TUGAS: Terjemahkan kalimat "Adek-adek heran, kok abang rajin bener, belum magrib udah ke surau." dari kutipan tentang kebiasaan ke surau saat libur ke dalam bahasa Inggris.

KUTIPAN BACAAN:
* * *

Kebiasaan setiap libur selalu kembali ke surau, sudah di mahfum sama mama, waktu itu yang masih aktif surau pangka rangguang, surau yang dulu di prakarsai oleh adiak angku, mengulang kembali hafalan surat-surat pendek, belajar tajwid, dengan telapak tangan di buka ke guru, kalau salah, “plak”, lidi membuat garis merah π€. Tapi libur naik kelas tiga ini agak berbeda, tambah semangat ke surau gitu. π. Belum magrib sudah rapi “ke surau ya ma !” Sambil sedikit teriak ke mama yang lagi di dapur. “Ya, hati-hati” masih terngiang mama jawab waktu itu. Adek-adek heran, kok abang rajin bener, belum magrib udah ke surau. Ya biasanya kami ngaji setelah magrib, kebiasaan waktu itu yang alhamdulillah sekarang sudah tidak ada, walaupun ada surau, ada masjid, sholatnya kadang masih di atas batu di Lubuk Pulau. π, dipinggir sungai.

* * *

BAHAN SUMBER:
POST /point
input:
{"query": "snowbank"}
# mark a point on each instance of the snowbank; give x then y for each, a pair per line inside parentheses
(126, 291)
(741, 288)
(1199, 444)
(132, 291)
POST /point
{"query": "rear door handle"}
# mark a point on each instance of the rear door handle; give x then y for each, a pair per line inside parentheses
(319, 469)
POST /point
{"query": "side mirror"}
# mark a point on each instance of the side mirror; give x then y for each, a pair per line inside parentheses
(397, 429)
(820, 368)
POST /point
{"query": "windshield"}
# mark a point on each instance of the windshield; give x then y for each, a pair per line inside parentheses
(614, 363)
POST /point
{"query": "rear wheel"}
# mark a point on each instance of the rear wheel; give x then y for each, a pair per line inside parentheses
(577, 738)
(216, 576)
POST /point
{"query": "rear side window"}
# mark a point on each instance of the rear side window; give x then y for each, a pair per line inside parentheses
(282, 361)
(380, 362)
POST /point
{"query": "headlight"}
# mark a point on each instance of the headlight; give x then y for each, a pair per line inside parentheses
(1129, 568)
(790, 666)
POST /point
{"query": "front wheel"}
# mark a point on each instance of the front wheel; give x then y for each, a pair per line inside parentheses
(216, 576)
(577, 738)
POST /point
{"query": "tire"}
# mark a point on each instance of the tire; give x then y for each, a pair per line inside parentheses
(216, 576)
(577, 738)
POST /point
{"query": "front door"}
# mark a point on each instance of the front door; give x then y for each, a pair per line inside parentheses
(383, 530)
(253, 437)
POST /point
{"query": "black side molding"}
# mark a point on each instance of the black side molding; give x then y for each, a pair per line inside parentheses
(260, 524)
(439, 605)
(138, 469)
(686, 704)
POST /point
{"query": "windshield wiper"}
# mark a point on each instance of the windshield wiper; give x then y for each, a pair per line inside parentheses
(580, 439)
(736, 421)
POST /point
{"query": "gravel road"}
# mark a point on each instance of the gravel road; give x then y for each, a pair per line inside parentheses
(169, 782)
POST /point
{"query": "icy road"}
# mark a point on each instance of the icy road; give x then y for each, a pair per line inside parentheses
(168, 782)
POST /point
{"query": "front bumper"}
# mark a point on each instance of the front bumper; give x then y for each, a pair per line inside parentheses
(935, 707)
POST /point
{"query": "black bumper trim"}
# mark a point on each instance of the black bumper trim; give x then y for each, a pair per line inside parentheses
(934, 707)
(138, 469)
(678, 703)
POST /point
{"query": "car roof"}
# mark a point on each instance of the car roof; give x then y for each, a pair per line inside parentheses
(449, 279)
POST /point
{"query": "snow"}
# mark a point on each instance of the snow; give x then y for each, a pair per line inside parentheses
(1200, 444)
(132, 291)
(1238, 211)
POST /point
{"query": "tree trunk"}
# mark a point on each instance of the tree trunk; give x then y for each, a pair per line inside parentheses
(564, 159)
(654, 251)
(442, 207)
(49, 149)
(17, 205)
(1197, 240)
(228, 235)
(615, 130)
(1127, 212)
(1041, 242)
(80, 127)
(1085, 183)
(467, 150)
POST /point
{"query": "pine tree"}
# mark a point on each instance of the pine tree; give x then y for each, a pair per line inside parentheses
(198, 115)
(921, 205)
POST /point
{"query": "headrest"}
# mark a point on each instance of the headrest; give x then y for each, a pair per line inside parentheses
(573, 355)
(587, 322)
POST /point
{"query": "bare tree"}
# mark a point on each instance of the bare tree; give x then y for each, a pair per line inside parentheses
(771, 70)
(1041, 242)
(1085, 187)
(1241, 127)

* * *

HASIL: My younger siblings were puzzled at how diligent their big brother had become, heading off to the surau even before the maghrib prayer.